▶ TASK PROMPT
Go through the lines below and retype each one exactly.
*** DATASET EXCERPTS ***
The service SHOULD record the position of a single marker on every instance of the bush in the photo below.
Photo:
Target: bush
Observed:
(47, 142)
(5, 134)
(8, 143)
***
▶ WRITTEN ANSWER
The service SHOULD record the position of a single marker on every instance of the bush in the photo below.
Photo:
Target: bush
Observed:
(47, 142)
(5, 134)
(8, 143)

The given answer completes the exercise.